GOAL =>
Write out each record again exactly as it stands.

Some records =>
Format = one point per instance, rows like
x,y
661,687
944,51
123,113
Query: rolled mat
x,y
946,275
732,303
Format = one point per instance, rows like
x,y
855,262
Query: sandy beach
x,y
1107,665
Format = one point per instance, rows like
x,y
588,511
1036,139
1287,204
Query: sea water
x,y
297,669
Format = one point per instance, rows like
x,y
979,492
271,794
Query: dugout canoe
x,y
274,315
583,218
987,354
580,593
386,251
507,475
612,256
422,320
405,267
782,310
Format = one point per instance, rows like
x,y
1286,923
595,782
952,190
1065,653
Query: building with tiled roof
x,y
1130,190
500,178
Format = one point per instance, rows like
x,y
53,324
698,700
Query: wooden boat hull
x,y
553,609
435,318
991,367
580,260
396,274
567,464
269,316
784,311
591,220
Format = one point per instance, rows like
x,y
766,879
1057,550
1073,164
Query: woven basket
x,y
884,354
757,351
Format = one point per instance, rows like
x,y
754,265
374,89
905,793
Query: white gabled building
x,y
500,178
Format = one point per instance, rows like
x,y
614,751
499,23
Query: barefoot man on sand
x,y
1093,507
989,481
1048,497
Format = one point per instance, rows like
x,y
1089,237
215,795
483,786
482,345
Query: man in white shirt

RESPONSE BELOW =>
Format = one point per instance, rows like
x,y
661,687
944,51
123,113
Query: rolled mat
x,y
946,275
732,303
Format = one point per instance, rows like
x,y
855,262
Query: sandy beach
x,y
1107,665
Format = one point per instance, rows like
x,y
588,511
1036,139
1287,204
Query: sea water
x,y
297,669
Format = one point per instance, rows like
x,y
979,492
271,794
Query: dugout canoe
x,y
274,315
583,218
987,354
580,593
386,251
507,475
612,256
422,320
405,267
782,310
Format = one point per instance, rows like
x,y
1286,923
595,782
952,190
1065,653
Query: building with tiled roof
x,y
1130,190
500,178
Format = one point per instance, rows like
x,y
53,324
698,700
Query: wooden boat hull
x,y
553,609
435,318
991,367
580,260
396,274
567,464
269,316
784,311
591,220
Format = one point per instance, rows like
x,y
766,879
1057,550
1073,164
Query: woven basket
x,y
884,354
757,351
Format = one point per instance, rows like
x,y
754,265
374,89
905,793
Query: white gabled building
x,y
500,178
Format = one point per instance, rows like
x,y
614,751
499,23
Query: barefoot man on sand
x,y
1093,507
989,481
1048,497
Format = one point per instance, rows like
x,y
1089,237
215,795
483,786
482,345
Query: man in white shirt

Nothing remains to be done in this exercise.